Work item
Below are records; reproduce exactly the lines from the one that has "Looking at the screenshot, where is the trophy" through the one that has "Looking at the screenshot, where is the window?", ends included, and nothing more.

Supplied information
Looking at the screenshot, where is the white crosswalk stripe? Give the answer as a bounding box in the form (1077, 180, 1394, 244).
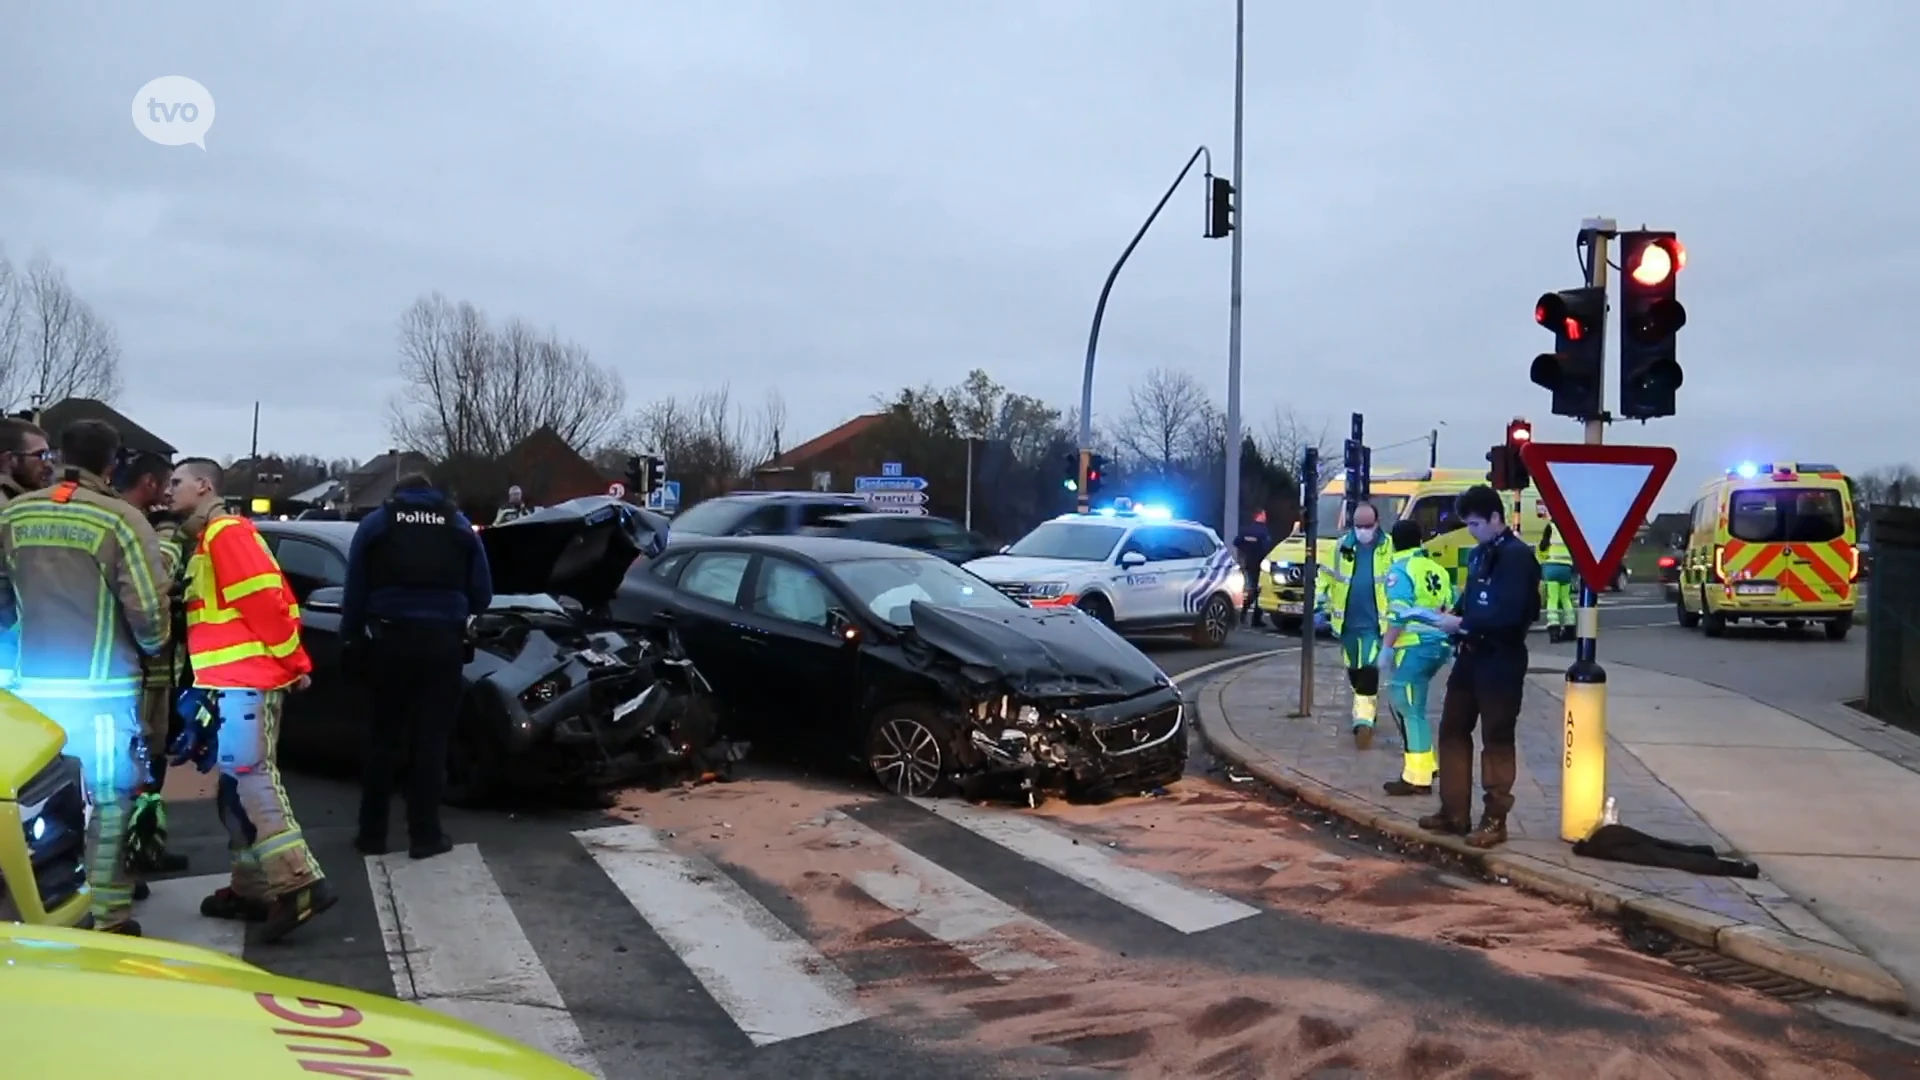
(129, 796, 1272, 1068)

==

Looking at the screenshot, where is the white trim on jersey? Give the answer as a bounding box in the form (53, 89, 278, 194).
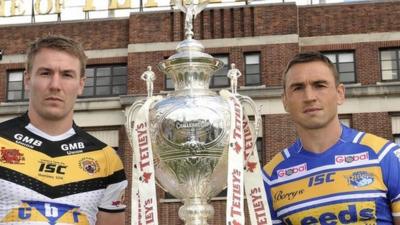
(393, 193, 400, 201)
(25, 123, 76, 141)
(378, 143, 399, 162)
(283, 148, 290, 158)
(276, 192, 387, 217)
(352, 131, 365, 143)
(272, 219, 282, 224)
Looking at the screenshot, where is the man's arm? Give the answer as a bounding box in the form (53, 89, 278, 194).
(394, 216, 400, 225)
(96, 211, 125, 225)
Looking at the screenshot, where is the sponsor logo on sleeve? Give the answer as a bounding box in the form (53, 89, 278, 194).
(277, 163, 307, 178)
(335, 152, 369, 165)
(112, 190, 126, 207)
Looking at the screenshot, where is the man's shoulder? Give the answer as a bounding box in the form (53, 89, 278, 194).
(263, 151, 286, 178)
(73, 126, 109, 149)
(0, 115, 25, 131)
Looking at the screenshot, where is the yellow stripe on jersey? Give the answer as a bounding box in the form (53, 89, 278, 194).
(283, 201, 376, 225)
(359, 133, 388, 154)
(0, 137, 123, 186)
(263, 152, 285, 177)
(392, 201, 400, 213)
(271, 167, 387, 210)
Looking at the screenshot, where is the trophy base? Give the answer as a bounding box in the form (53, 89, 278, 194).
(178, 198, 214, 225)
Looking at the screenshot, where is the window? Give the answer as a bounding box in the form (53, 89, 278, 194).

Task answer
Looking at the screenshot, where is the trophy base? Give the answer as a bounding box in the form (53, 89, 278, 194).
(178, 198, 214, 225)
Looking at the screenshot, where is the window? Give the answer as a bounding box in the form (53, 89, 278, 194).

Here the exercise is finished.